§ **Written request**
Show each line in the entries below that contains the word "mask", copied in full.

§ **Listing**
......

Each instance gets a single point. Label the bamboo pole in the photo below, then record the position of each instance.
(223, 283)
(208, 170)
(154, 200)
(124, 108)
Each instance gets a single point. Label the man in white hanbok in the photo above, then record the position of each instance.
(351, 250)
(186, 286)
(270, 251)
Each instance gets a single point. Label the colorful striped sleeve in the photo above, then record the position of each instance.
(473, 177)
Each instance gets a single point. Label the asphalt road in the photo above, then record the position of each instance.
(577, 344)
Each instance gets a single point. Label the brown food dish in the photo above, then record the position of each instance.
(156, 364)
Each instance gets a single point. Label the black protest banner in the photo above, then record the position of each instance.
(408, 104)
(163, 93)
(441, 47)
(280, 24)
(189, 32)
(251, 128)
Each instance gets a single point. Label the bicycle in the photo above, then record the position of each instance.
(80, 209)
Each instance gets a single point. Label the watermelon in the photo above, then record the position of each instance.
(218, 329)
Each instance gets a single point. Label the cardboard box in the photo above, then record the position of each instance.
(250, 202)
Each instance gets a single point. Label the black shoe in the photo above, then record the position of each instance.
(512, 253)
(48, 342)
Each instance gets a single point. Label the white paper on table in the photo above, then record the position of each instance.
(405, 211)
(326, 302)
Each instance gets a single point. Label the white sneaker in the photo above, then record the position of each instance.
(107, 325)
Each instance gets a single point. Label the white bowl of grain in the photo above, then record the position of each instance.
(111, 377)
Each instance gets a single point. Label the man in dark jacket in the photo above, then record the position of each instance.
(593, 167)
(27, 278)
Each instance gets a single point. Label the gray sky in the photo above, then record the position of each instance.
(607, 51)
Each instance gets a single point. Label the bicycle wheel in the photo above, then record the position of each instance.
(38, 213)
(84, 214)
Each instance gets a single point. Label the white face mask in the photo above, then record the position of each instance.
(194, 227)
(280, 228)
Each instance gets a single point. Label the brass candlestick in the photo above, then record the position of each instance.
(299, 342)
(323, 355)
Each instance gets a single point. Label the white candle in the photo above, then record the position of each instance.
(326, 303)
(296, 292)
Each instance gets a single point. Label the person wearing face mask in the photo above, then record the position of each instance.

......

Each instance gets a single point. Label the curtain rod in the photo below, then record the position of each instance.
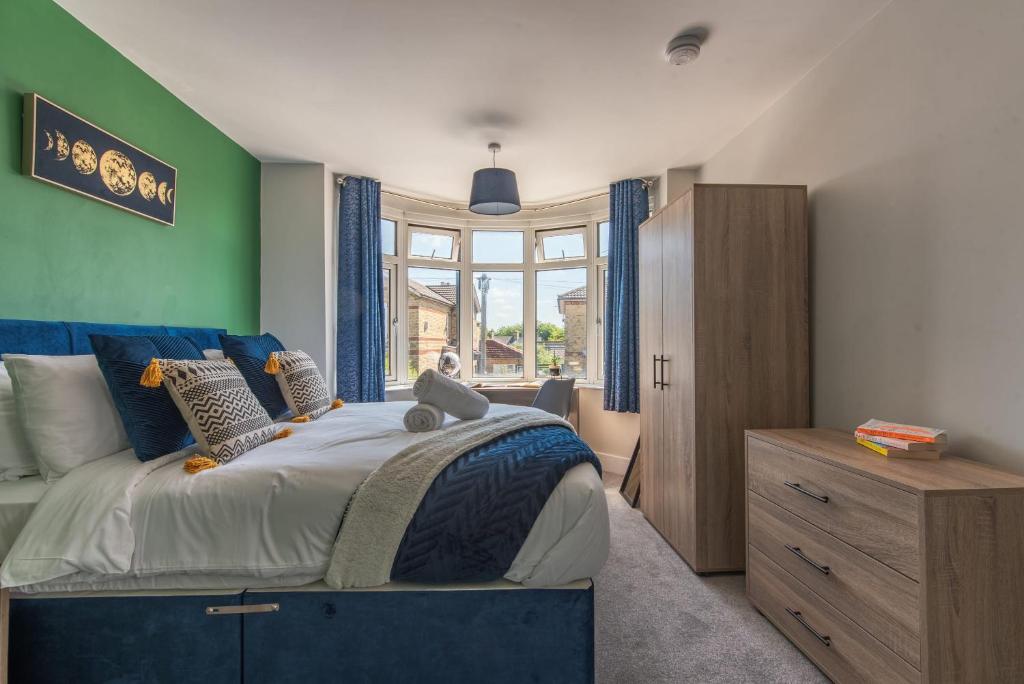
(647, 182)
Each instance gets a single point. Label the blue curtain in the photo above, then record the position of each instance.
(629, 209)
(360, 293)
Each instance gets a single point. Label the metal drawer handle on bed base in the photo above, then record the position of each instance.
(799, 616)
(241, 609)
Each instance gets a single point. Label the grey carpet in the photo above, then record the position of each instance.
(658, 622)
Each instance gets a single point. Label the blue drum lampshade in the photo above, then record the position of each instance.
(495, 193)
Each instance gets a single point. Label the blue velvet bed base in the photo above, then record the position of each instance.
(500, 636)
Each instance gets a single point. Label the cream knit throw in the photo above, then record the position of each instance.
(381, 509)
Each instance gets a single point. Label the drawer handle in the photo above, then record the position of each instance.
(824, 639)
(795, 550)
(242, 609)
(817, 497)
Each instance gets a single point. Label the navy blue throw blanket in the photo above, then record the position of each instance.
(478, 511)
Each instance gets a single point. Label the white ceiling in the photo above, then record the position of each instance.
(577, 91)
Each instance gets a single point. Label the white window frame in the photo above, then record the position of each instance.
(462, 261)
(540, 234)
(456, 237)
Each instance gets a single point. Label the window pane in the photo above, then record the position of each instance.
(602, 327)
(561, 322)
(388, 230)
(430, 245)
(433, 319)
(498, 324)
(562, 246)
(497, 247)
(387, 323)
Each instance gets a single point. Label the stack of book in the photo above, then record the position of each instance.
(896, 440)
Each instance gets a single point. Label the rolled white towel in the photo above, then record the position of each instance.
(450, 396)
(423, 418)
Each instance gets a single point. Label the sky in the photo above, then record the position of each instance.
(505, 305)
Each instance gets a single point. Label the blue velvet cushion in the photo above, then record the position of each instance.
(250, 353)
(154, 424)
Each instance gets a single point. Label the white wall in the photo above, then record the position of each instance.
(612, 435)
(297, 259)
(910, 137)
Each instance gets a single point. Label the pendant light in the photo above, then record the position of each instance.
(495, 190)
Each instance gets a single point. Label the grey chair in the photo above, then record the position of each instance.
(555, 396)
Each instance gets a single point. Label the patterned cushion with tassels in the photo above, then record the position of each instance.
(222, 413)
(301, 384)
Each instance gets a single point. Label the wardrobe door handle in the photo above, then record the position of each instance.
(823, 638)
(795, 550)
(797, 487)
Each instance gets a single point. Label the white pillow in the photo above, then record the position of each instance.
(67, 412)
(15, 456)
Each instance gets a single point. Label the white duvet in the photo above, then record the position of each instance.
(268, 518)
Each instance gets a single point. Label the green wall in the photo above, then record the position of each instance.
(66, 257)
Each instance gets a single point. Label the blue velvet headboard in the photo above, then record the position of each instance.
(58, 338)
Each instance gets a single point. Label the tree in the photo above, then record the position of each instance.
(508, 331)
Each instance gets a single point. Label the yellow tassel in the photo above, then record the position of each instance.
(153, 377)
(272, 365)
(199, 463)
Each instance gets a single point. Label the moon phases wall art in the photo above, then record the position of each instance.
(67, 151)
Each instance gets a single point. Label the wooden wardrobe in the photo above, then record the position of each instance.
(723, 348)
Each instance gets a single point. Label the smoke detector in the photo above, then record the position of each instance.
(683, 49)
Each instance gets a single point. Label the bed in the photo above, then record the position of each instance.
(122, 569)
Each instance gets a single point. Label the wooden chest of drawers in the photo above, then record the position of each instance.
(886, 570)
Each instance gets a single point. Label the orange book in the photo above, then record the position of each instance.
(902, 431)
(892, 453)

......

§ **Full answer**
Each instance gets a single point. Label the white face mask in the photo above, then record the position of each instance.
Each instance gets a single point. Label the person wearing face mask in the photo above, then record the position of each instance.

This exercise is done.